| REQUIREMENTS |
Pick out and copy each line below that contains the string "shirt". Case counts.

| Dataset entries |
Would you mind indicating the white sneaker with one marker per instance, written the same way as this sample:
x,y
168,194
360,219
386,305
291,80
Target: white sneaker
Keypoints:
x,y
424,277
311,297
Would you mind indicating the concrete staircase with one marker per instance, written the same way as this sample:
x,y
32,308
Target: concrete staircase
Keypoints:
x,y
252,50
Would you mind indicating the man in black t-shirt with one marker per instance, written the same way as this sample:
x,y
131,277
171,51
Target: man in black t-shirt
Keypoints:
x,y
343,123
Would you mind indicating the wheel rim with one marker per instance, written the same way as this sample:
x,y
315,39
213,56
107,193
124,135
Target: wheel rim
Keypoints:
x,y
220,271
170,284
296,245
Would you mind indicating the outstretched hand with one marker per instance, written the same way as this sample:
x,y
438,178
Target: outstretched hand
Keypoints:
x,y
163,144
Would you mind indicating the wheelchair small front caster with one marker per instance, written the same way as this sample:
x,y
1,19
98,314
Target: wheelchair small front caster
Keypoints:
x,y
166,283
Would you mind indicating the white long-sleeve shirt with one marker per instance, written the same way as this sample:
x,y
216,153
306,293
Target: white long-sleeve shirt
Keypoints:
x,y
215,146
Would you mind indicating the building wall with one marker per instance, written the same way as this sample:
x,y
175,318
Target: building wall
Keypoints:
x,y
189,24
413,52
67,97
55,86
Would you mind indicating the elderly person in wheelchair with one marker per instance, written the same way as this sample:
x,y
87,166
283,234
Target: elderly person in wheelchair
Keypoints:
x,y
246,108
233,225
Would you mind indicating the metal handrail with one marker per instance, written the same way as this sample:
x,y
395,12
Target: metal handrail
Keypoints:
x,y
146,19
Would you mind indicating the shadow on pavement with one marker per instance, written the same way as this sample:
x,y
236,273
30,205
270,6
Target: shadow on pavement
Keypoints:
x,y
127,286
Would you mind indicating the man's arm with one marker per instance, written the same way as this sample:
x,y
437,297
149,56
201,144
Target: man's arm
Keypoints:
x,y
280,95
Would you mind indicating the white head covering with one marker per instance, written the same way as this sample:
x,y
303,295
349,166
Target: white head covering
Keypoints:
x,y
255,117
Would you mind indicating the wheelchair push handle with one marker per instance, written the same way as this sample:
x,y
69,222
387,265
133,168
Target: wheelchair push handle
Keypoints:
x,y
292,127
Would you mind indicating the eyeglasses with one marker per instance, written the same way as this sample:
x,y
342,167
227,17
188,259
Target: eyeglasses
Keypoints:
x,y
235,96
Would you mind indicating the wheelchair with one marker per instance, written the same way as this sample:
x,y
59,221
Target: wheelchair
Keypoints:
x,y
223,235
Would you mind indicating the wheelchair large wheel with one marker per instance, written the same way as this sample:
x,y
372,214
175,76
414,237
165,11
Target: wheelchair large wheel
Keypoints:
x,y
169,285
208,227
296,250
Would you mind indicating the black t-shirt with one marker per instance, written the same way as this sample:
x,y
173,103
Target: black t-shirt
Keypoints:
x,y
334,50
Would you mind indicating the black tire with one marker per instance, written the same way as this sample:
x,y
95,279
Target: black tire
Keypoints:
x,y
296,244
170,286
* * *
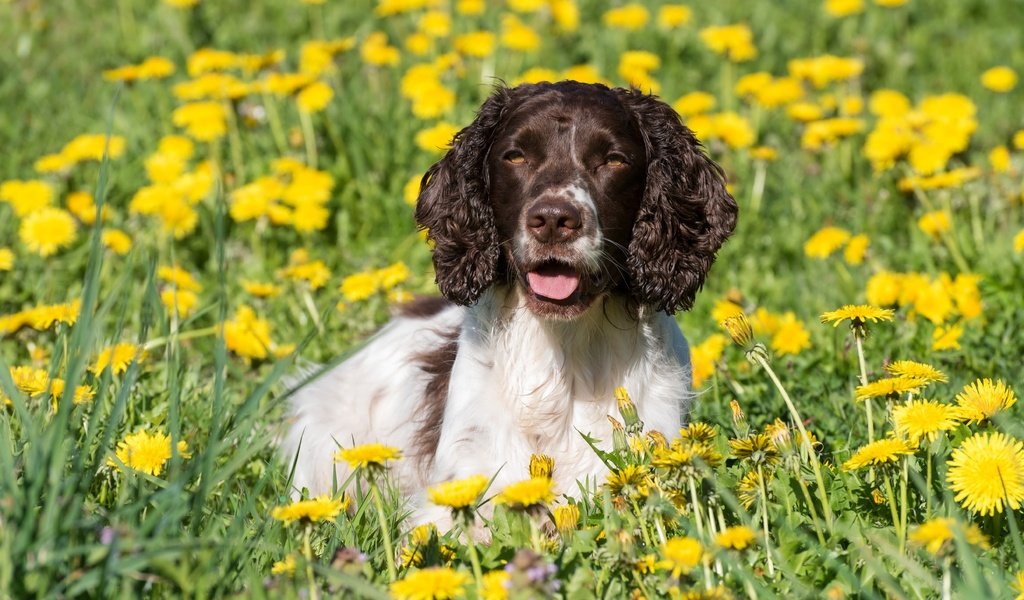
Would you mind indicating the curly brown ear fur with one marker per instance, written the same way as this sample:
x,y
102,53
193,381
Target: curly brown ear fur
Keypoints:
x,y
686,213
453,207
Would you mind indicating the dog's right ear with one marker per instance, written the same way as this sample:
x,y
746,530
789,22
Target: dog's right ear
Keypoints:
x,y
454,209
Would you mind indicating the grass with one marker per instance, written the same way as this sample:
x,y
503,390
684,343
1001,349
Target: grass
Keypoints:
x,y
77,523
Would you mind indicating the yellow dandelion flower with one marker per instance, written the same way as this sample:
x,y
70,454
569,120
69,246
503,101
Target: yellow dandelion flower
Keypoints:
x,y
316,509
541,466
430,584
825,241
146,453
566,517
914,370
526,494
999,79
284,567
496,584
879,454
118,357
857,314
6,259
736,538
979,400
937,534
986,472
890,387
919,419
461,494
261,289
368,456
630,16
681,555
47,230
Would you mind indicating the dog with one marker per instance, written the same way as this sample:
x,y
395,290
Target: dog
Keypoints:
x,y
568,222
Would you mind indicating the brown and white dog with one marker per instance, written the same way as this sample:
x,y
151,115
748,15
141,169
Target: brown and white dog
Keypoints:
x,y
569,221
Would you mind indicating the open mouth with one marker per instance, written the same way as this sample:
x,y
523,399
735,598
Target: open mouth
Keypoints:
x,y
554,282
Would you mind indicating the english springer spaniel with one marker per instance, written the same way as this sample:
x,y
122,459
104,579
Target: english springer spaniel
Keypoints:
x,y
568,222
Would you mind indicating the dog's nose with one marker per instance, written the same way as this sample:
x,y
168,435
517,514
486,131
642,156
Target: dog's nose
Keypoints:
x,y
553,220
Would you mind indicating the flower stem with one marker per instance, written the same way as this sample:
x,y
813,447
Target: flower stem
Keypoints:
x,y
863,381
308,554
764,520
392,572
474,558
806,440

| EXERCISE SOLUTION |
Would you mind indicating the man in black t-shirt with one marker per instance, written the same way as this sample:
Target: man in black t-shirt
Would you mind indicating the white long-sleeve shirt with one marker per instance, written the same way as this sample:
Target: white long-sleeve shirt
Would you mind indicating the black t-shirt with one marker per instance, written the same way as this sample:
Target: black t-shirt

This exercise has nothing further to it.